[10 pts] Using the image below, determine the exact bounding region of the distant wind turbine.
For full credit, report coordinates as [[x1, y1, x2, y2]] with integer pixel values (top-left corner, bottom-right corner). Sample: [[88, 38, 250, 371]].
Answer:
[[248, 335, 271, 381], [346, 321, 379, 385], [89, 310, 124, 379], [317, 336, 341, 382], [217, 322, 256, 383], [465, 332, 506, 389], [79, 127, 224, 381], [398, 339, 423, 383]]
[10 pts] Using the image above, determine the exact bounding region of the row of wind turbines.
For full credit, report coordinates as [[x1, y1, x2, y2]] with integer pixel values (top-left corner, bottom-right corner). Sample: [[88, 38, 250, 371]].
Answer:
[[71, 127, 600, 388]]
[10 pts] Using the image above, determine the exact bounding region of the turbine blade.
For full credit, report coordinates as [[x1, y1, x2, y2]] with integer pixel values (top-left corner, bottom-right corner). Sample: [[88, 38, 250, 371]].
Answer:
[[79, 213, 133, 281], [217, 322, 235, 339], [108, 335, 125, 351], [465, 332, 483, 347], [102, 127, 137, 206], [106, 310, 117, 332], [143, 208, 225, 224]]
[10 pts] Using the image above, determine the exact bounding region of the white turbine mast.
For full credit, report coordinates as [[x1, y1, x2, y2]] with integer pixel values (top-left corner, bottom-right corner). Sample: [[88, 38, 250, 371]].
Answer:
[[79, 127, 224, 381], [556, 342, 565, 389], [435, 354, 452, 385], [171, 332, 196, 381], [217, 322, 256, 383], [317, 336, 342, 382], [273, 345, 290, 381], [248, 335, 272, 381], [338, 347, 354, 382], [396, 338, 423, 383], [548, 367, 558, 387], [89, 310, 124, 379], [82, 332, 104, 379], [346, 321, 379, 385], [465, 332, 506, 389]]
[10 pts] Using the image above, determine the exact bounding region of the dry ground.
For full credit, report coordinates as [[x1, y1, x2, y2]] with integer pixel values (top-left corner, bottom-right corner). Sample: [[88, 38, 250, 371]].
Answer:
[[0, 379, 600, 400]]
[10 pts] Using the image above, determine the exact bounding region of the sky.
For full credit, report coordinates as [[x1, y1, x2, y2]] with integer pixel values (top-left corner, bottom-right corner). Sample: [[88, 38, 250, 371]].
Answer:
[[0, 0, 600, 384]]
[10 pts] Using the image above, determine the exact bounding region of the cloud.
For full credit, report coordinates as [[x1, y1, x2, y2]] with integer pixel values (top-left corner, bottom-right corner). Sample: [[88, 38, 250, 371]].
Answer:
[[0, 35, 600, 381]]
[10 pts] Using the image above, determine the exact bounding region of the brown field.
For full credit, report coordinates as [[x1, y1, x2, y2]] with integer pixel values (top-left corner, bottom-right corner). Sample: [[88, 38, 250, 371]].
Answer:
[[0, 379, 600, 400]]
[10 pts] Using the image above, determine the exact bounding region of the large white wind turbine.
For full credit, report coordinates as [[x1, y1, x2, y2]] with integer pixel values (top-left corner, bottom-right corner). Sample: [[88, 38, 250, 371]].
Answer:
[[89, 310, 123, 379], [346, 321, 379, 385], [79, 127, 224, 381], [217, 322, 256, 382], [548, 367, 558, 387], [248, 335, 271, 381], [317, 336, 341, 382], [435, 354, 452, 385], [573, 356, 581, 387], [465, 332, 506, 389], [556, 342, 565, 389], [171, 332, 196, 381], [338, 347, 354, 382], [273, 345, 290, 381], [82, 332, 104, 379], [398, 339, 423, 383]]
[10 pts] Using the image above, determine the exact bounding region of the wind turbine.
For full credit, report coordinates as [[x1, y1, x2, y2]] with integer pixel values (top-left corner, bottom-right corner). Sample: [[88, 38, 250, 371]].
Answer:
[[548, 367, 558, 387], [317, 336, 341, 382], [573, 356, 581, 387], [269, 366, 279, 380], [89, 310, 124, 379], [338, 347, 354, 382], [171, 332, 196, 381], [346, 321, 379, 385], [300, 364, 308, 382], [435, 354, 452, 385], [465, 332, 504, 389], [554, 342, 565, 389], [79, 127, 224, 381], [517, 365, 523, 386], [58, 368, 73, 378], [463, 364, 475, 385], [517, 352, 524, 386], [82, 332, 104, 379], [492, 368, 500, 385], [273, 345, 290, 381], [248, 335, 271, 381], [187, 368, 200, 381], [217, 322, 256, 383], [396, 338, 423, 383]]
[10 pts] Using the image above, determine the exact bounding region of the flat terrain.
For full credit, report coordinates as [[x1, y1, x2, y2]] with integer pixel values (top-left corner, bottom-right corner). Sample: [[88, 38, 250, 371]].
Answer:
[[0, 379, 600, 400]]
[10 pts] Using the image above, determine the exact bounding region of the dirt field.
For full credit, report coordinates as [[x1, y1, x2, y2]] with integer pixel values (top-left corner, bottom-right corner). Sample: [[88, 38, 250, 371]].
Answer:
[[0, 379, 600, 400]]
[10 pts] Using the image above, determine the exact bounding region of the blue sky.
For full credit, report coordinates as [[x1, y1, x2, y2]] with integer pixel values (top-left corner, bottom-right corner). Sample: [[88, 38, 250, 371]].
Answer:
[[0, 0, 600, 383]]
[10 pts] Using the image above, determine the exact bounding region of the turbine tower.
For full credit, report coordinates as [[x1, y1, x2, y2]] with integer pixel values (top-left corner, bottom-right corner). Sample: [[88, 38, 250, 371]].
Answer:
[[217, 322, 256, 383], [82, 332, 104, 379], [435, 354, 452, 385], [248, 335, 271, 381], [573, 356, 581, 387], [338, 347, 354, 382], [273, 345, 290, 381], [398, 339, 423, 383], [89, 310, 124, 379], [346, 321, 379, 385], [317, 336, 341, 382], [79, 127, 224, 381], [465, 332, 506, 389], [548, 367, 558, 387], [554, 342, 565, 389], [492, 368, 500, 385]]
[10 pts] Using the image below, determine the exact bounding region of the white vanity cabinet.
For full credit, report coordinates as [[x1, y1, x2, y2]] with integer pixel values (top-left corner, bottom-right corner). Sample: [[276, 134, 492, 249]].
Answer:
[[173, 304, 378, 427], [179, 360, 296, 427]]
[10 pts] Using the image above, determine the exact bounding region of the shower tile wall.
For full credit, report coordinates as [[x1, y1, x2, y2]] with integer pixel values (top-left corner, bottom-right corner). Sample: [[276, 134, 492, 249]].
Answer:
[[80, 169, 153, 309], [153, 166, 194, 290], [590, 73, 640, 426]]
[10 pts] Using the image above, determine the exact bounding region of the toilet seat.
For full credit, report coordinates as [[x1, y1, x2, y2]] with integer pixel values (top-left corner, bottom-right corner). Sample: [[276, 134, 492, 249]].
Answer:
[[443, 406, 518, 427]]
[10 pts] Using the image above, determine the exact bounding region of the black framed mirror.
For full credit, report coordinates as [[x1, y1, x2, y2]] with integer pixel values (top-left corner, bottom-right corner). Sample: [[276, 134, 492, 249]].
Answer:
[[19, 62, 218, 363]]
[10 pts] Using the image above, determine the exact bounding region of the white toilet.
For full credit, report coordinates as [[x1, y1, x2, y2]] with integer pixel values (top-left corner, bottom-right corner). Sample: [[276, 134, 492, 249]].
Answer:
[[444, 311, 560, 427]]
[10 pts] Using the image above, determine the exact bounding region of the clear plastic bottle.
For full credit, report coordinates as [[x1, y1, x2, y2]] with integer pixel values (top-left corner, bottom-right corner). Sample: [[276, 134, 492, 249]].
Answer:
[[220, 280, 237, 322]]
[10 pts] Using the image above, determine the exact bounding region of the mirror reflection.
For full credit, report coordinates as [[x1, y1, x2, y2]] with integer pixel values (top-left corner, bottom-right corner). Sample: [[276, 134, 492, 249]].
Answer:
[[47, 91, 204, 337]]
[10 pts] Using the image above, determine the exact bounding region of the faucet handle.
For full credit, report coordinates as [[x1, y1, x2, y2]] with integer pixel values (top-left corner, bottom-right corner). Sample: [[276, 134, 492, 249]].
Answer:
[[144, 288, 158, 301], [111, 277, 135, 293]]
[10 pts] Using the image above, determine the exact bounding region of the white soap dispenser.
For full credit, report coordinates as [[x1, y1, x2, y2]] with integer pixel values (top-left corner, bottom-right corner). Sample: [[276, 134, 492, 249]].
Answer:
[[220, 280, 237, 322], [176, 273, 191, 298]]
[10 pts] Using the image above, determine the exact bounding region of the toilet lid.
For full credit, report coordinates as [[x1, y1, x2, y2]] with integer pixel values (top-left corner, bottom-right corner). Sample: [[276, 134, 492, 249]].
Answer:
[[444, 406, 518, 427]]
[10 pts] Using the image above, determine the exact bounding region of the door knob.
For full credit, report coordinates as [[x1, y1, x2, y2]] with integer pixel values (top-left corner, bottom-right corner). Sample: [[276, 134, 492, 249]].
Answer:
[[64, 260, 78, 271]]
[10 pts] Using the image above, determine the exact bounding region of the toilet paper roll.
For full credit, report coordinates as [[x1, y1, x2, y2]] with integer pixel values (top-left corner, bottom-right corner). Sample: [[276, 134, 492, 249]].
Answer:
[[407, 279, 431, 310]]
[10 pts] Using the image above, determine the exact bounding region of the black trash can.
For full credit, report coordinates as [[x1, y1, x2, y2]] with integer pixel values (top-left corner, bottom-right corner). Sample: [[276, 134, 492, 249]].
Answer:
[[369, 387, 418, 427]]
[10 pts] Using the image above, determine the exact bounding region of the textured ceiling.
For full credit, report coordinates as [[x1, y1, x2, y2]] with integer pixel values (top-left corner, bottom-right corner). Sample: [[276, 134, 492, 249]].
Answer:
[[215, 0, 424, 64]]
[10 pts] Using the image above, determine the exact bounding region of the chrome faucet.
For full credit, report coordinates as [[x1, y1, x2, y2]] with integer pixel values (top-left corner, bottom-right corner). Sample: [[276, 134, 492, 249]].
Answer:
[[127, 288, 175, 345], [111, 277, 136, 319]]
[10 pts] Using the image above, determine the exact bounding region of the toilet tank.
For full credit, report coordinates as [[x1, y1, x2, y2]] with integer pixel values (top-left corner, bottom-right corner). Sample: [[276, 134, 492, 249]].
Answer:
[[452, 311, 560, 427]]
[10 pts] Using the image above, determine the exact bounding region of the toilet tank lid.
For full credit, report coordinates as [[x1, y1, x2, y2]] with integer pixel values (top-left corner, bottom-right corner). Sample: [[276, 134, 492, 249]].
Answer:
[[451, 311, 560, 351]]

EXERCISE DETAILS —
Reproduce the listing's lines starting at the one containing "of the cloud." and stopping after the one containing "[[0, 35, 600, 381]]", substituting "bounding box" for "bounding region" and leaving everything else unchanged. Return only those lines.

TASK OUTPUT —
[10 pts] Using the image above, determine the exact bounding box of the cloud.
For full credit, report coordinates as [[x1, y1, x2, y2]] with integer pixel values (top-left corner, bottom-right corner). Sample: [[88, 38, 250, 371]].
Answer:
[[0, 35, 600, 381]]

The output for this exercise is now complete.